MATERIAL –
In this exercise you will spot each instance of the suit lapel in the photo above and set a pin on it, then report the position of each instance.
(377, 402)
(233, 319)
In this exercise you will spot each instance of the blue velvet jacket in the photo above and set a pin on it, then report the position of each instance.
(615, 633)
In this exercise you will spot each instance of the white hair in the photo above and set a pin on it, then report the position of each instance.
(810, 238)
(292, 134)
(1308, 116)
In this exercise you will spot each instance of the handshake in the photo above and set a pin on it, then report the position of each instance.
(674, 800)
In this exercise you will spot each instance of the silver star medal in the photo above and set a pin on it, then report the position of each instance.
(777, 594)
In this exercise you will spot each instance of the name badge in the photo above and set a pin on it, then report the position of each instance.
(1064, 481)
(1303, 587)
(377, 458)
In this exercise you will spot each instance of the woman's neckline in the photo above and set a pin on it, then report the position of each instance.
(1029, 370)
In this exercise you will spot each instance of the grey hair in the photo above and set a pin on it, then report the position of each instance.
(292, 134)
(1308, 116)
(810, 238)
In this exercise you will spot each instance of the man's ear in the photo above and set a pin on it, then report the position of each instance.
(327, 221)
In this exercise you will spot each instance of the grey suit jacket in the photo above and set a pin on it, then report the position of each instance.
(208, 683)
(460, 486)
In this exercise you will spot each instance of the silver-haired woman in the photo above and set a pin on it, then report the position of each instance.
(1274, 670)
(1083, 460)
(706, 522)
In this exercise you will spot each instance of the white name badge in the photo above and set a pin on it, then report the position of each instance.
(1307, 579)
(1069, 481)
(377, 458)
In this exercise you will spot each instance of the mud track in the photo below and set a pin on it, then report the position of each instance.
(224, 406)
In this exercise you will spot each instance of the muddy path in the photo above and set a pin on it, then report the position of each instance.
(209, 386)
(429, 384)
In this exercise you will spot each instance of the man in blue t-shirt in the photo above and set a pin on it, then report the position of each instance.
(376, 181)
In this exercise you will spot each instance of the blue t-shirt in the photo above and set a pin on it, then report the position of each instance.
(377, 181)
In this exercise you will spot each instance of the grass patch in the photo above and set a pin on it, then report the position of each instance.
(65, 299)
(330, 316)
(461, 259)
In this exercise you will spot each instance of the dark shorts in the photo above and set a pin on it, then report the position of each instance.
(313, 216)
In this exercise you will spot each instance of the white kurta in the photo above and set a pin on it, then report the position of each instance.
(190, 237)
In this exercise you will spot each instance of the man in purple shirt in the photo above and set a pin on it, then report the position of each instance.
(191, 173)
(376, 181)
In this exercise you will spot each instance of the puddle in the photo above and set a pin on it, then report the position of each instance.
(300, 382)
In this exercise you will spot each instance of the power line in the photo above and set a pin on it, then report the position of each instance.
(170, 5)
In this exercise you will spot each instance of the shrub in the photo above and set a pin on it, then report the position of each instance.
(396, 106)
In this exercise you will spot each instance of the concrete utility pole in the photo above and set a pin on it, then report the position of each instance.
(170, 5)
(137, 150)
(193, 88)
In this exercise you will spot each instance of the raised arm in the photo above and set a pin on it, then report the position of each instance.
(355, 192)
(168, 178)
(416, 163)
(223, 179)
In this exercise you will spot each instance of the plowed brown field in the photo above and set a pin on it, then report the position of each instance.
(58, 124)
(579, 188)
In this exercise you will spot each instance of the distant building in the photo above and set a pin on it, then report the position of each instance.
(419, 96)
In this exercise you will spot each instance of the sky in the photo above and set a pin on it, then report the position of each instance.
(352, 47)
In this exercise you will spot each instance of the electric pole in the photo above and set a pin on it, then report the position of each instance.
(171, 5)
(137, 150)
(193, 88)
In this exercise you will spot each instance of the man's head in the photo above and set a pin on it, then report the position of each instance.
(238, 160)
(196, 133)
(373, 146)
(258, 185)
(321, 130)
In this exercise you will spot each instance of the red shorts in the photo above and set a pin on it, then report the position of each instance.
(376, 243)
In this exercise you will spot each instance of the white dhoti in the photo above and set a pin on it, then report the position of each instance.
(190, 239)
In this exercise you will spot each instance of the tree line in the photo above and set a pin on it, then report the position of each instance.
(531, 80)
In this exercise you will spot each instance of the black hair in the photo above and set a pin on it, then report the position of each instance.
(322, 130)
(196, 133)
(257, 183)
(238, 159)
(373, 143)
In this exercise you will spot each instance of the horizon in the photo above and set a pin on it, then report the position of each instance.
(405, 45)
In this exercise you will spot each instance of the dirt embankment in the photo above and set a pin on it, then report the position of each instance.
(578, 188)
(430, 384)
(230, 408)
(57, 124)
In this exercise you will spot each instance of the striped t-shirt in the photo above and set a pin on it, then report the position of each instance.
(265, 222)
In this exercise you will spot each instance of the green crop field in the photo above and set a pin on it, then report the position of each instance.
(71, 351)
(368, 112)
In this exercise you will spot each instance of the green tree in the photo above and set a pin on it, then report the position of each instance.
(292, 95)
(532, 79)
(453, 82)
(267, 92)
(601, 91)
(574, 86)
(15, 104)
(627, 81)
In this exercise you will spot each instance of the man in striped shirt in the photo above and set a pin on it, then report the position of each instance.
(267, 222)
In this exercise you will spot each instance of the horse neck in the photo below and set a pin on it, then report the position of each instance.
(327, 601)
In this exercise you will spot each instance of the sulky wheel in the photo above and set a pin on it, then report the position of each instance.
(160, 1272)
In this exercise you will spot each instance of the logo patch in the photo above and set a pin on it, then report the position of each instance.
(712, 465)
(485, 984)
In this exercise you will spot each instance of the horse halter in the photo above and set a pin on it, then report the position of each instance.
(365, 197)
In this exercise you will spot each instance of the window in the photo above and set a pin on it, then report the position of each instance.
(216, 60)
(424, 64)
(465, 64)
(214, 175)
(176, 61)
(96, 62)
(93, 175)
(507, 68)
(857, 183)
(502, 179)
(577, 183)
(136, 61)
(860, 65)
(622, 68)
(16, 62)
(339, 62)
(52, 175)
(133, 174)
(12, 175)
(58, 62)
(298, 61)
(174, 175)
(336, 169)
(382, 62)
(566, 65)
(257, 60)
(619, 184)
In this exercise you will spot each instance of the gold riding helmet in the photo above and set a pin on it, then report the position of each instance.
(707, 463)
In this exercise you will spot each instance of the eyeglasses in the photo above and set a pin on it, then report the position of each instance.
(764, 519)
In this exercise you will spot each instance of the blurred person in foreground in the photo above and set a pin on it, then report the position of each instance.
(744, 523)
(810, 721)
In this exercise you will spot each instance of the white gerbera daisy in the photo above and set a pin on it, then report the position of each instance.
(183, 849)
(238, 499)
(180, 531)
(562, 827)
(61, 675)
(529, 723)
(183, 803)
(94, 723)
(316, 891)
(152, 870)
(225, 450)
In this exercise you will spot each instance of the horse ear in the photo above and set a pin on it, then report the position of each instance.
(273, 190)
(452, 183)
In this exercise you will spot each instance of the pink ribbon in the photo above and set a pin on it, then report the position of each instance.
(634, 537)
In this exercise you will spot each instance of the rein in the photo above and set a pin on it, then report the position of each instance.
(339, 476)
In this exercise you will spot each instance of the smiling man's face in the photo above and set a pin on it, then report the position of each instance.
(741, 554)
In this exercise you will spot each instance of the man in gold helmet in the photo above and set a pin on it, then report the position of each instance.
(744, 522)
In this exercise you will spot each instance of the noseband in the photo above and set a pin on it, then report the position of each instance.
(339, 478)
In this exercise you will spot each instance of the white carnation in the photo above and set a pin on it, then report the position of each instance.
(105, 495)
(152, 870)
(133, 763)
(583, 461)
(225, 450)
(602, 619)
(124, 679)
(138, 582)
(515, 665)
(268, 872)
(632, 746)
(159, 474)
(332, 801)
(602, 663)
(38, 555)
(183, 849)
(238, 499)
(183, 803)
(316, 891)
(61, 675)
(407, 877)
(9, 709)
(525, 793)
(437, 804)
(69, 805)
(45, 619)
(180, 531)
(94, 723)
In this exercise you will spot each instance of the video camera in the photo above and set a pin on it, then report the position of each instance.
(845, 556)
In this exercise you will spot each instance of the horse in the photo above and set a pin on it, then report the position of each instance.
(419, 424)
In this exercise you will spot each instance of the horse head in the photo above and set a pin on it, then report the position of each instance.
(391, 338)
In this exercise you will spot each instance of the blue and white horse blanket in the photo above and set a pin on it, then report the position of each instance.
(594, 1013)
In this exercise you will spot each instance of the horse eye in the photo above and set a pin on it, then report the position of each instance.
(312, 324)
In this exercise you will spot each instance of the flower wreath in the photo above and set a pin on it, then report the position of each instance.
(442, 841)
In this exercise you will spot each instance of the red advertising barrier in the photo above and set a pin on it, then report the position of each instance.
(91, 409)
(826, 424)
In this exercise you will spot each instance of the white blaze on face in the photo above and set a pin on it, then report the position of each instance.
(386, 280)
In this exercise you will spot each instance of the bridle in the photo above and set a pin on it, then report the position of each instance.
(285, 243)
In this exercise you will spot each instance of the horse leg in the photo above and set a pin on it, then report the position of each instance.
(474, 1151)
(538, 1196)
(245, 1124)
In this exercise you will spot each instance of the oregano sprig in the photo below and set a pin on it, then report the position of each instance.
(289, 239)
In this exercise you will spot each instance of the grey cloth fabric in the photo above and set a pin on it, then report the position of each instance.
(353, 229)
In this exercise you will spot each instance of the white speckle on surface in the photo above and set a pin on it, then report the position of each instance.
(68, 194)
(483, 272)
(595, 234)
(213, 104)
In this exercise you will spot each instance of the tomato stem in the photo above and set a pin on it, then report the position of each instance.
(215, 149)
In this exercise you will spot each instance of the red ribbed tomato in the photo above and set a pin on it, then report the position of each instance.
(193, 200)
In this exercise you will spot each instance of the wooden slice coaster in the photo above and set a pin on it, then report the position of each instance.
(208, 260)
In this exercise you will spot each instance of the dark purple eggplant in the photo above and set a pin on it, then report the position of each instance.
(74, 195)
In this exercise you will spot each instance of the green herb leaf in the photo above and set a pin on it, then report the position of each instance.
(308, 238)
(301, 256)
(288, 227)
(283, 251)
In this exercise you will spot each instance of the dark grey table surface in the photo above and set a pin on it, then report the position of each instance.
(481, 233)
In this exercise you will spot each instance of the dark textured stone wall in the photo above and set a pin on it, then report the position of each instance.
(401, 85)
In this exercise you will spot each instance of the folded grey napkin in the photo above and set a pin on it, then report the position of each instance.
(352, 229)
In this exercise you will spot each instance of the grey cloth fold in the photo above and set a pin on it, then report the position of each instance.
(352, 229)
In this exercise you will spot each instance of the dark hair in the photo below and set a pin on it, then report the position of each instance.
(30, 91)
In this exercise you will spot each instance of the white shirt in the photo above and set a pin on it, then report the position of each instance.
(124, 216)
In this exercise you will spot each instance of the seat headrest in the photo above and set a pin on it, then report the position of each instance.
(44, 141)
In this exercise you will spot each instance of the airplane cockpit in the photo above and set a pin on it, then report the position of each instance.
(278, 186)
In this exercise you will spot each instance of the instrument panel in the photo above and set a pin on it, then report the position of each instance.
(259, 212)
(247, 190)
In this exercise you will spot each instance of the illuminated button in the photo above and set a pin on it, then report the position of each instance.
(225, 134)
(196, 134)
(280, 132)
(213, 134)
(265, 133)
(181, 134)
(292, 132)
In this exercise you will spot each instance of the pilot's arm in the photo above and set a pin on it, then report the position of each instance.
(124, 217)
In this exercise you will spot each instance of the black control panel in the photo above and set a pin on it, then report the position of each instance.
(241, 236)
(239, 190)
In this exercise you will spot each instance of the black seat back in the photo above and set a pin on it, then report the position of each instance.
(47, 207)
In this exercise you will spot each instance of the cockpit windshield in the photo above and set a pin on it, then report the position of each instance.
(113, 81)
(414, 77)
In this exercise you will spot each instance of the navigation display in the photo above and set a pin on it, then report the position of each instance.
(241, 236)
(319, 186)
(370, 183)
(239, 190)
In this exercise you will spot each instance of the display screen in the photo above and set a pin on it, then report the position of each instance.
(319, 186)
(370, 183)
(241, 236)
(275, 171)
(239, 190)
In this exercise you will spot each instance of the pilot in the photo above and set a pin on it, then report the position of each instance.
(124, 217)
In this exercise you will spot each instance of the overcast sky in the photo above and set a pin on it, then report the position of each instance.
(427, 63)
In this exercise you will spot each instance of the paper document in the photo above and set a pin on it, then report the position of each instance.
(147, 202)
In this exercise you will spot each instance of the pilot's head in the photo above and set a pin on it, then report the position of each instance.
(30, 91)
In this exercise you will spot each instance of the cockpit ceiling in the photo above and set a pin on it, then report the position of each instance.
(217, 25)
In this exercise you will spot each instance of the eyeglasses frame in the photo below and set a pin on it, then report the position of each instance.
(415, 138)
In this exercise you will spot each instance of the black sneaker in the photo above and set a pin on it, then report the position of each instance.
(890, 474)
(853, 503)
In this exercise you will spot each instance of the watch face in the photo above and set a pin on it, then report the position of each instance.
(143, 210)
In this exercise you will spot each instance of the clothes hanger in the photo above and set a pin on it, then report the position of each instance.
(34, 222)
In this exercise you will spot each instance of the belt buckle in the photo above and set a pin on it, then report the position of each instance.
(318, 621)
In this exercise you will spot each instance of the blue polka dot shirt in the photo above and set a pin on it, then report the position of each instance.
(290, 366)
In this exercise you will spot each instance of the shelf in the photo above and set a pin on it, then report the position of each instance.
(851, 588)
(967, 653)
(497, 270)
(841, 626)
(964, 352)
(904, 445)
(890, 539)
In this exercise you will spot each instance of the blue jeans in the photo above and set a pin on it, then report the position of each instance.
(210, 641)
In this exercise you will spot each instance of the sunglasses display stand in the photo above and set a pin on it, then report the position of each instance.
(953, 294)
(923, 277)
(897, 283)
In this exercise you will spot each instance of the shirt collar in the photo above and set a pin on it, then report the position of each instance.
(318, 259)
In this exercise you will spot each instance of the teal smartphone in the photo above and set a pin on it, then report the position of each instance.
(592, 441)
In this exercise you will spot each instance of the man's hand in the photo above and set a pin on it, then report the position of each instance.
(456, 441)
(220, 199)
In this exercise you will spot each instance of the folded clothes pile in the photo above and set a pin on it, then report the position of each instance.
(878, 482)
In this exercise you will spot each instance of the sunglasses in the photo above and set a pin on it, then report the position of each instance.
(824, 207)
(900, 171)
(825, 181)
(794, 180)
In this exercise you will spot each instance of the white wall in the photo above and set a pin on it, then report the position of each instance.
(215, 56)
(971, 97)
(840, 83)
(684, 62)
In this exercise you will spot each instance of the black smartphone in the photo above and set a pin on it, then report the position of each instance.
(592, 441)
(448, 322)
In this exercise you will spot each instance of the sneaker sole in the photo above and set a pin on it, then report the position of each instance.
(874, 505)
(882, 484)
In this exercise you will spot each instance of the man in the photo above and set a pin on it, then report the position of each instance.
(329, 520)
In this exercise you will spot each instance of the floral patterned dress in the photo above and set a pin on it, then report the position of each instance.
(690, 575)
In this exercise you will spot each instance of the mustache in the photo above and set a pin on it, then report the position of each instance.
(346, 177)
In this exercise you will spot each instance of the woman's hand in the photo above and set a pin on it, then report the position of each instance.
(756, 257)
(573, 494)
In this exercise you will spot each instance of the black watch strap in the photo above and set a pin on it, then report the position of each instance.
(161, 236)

SHORT EXERCISE – Repeat word for word every line from the one that holds "the man's hand" to the end. Both ends count.

FINAL RESULT –
In this exercise you will spot each instance of the man's hand in the photo above and set a pin on it, then report the position of each instance.
(456, 441)
(220, 199)
In this exercise you will spot each instance of the folded clothes pile in the photo above and set a pin on it, then report the position of each instance.
(878, 482)
In this exercise you will spot each instance of the sunglasses in the photo above and set a pin on it, then report the position of each instance.
(824, 207)
(900, 171)
(825, 181)
(794, 180)
In this exercise you will spot each instance of the white wall in the photo above and set a pin on it, then report the position of each instance.
(215, 56)
(971, 97)
(840, 83)
(684, 62)
In this exercise you will spot each instance of the black smartphone in the photo above and set a pin on it, then report the position of each instance.
(592, 441)
(448, 322)
In this exercise you will spot each instance of the sneaker sole in the photo above and set a pin on it, then report the position of each instance.
(874, 505)
(882, 484)
In this exercise you will spot each instance of the man in the photo above and set a pin on it, then report the position of each instance.
(329, 520)
In this exercise you will spot each instance of the floral patterned dress in the photo above and set a pin on it, then report the position of each instance.
(690, 575)
In this exercise you will spot each instance of the mustache in the photo above and set a pin on it, then report the position of each instance.
(346, 177)
In this exercise you will spot each instance of the woman's hand in the photo above and set a pin on it, then report the position of each instance.
(756, 257)
(573, 494)
In this exercise you will spot each instance of the black watch strap in the photo above and set a pin on it, then report the position of each instance.
(161, 236)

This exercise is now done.